Start of Block

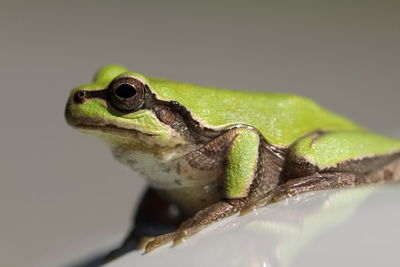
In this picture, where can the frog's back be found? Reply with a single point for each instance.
(281, 118)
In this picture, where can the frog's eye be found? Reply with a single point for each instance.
(127, 94)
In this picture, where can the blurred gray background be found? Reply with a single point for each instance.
(62, 196)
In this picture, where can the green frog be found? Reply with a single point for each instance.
(210, 153)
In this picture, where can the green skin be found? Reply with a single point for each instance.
(249, 148)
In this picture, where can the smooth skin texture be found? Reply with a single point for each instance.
(213, 152)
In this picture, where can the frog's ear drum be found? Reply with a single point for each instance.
(126, 94)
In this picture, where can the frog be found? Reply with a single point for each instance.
(209, 153)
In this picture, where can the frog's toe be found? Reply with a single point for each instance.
(144, 241)
(158, 241)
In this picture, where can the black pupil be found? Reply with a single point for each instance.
(125, 91)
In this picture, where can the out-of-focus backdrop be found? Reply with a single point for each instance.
(62, 196)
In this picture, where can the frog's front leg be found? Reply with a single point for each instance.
(240, 157)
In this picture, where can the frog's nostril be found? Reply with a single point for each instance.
(79, 96)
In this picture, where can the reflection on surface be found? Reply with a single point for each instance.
(276, 235)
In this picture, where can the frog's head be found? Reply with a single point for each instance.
(117, 107)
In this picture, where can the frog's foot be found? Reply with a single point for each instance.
(194, 224)
(302, 185)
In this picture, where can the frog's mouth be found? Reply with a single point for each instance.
(98, 125)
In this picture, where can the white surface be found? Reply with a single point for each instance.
(357, 227)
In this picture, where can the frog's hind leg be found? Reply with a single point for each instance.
(328, 180)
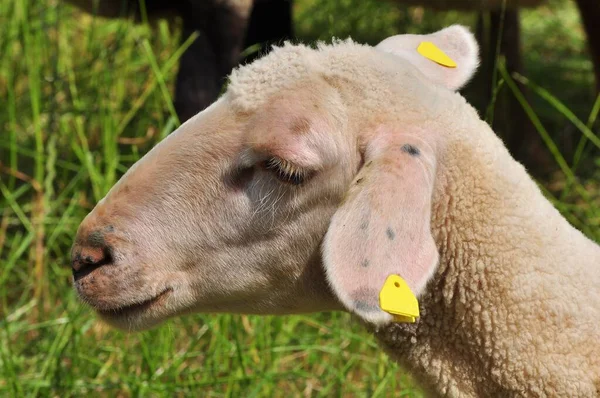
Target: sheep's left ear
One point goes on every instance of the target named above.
(382, 227)
(449, 57)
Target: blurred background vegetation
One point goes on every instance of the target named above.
(82, 98)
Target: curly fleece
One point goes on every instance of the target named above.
(513, 308)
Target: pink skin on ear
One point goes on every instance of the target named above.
(383, 225)
(455, 41)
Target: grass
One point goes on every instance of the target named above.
(82, 100)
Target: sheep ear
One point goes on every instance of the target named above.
(382, 227)
(449, 57)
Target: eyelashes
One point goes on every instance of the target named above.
(285, 171)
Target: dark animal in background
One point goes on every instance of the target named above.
(226, 27)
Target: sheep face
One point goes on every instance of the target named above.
(229, 213)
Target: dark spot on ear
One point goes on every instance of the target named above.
(390, 233)
(410, 149)
(300, 126)
(96, 239)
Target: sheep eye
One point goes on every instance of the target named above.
(285, 171)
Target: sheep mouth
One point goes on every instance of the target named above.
(136, 308)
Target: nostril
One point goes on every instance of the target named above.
(87, 259)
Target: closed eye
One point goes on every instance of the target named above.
(285, 171)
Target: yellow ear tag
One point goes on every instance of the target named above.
(432, 52)
(396, 298)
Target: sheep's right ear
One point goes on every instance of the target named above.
(382, 227)
(449, 57)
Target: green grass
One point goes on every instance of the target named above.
(83, 99)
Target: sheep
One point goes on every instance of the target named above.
(321, 172)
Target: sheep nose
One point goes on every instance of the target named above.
(89, 253)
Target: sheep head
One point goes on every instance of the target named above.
(301, 189)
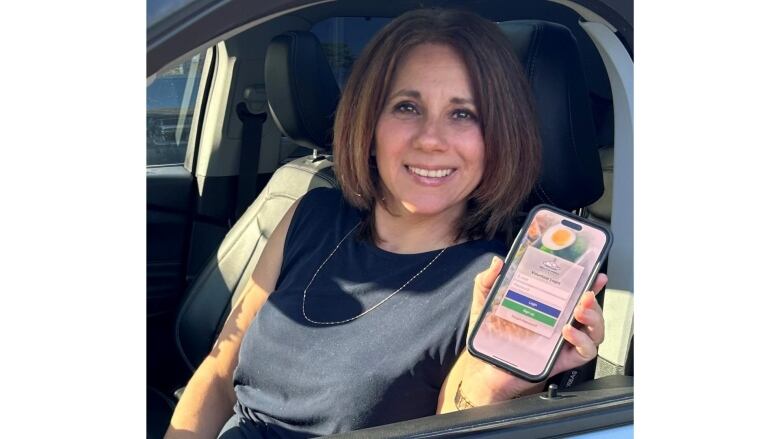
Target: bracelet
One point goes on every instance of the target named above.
(460, 401)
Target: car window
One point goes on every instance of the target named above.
(170, 100)
(343, 38)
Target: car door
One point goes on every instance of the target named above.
(174, 98)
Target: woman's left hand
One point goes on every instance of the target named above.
(482, 383)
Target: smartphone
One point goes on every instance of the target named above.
(553, 261)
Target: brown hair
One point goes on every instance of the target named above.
(501, 95)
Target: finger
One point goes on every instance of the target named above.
(582, 343)
(485, 280)
(599, 283)
(593, 322)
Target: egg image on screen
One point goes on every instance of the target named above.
(558, 237)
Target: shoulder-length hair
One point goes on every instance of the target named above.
(501, 95)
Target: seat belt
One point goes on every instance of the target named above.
(251, 139)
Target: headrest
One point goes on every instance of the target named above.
(571, 172)
(302, 92)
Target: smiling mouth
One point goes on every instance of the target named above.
(430, 173)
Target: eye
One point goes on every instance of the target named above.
(462, 114)
(405, 108)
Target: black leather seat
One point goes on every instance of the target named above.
(303, 95)
(302, 98)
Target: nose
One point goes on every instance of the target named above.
(431, 136)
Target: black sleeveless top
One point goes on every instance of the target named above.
(298, 379)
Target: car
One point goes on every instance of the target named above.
(219, 176)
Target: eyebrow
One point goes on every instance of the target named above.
(416, 95)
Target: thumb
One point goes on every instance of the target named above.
(485, 280)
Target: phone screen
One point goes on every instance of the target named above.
(555, 258)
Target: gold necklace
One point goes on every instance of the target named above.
(303, 305)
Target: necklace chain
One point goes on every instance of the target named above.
(303, 305)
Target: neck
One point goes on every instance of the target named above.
(406, 232)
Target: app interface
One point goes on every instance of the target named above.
(539, 291)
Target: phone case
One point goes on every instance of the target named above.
(511, 265)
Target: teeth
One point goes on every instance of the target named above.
(430, 173)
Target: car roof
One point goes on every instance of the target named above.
(176, 28)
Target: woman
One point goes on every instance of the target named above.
(376, 286)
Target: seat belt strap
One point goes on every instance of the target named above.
(251, 138)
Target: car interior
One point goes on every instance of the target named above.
(253, 134)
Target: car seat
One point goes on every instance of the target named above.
(302, 99)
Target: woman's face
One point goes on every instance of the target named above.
(429, 146)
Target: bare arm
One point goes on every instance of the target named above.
(208, 400)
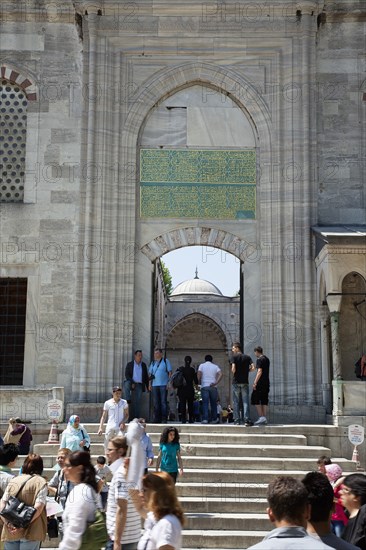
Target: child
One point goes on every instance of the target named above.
(147, 445)
(169, 454)
(322, 462)
(104, 473)
(339, 519)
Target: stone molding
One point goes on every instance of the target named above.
(202, 315)
(200, 236)
(16, 77)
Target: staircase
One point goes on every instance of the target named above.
(226, 472)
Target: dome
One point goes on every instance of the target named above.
(196, 286)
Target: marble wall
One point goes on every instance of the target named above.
(110, 79)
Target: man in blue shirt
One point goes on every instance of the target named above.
(289, 510)
(135, 383)
(160, 371)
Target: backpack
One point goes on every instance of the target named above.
(178, 380)
(358, 368)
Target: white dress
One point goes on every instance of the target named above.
(166, 531)
(80, 509)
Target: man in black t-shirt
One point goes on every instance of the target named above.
(261, 386)
(241, 364)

End of Block

Pull every line containing the word "necklace" out of the listing.

Target: gold necklace
Target: necklace chain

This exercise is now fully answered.